● DIRECTION
Reproduce word for word the section of the computing system passage below that starts with the words "FIG. 1 illustrates" and finishes with "may be used.".

● EXCERPT
FIG. 1 illustrates a schematic diagram of a computing system 100 in which the various technologies described herein may be incorporated and practiced. Although the computing system 100 may be a conventional desktop or a server computer, as described above, other computer system configurations may be used.

The computing system 100 may include a central processing unit (CPU) 21, a system memory 22 and a system bus 23 that couples various system components including the system memory 22 to the CPU 21. Although only one CPU is illustrated in FIG. 1, it should be understood that in some implementations the computing system 100 may include more than one CPU. The system bus 23 may be any of several types of bus structures, including a memory bus or memory controller, a peripheral bus, and a local bus using any of a variety of bus architectures. By way of example, and not limitation, such architectures include Industry Standard Architecture (ISA) bus, Micro Channel Architecture (MCA) bus, Enhanced ISA (EISA) bus, Video Electronics Standards Association (VESA) local bus, and Peripheral Component Interconnect (PCI) bus also known as Mezzanine bus. The system memory 22 may include a read only memory (ROM) 24 and a random access memory (RAM) 25. A basic input/output system (BIOS) 26, containing the basic routines that help transfer information between elements within the computing system 100, such as during start-up, may be stored in the ROM 24.

The computing system 100 may further include a hard disk drive 27 for reading from and writing to a hard disk, a magnetic disk drive 28 for reading from and writing to a removable magnetic disk 29, and an optical disk drive 30 for reading from and writing to a removable optical disk 31, such as a CD ROM or other optical media. The hard disk drive 27, the magnetic disk drive 28, and the optical disk drive 30 may be connected to the system bus 23 by a hard disk drive interface 32, a magnetic disk drive interface 33, and an optical drive interface 34, respectively. The drives and their associated computer-readable media may provide nonvolatile storage of computer-readable instructions, data structures, program modules and other data for the computing system 100.

Although the computing system 100 is described herein as having a hard disk, a removable magnetic disk 29 and a removable optical disk 31, it should be appreciated by those skilled in the art that the computing system 100 may also include other types of computer-readable media that may be accessed by a computer. For example, such computer-readable media may include computer storage media and communication media. Computer storage media may include volatile and non-volatile, and removable and non-removable media implemented in any method or technology for storage of information, such as computer-readable instructions, data structures, program modules or other data. Computer storage media may further include RAM, ROM, erasable programmable read-only memory (EPROM), electrically erasable programmable read-only memory (EEPROM), flash memory or other solid state memory technology, CD-ROM, digital versatile disks (DVD), or other optical storage, magnetic cassettes, magnetic tape, magnetic disk storage or other magnetic storage devices, or any other medium which can be used to store the desired information and which can be accessed by the computing system 100. Communication media may embody computer readable instructions, data structures, program modules or other data in a modulated data signal, such as a carrier wave or other transport mechanism and may include any information delivery media. The term “modulated data signal” may mean a signal that has one or more of its characteristics set or changed in such a manner as to encode information in the signal. By way of example, and not limitation, communication media may include wired media such as a wired network or direct-wired connection, and wireless media such as acoustic, RF, infrared and other wireless media. Combinations of the any of the above may also be included within the scope of computer readable media.

● DATASET ROWS
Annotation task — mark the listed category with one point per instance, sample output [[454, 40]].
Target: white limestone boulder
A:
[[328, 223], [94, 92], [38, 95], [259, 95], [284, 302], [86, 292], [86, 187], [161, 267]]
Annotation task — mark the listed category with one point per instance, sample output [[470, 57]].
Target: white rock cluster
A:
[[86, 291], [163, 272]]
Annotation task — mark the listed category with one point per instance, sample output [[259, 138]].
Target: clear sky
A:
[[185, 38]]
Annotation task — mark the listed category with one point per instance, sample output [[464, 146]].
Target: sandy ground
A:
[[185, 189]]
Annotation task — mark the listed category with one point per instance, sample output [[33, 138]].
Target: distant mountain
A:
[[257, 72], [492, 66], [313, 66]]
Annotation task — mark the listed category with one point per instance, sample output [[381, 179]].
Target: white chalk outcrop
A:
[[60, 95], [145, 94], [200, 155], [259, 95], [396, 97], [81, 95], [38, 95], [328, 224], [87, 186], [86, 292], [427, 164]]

● EXPECTED OUTPUT
FIG. 1 illustrates a schematic diagram of a computing system 100 in which the various technologies described herein may be incorporated and practiced. Although the computing system 100 may be a conventional desktop or a server computer, as described above, other computer system configurations may be used.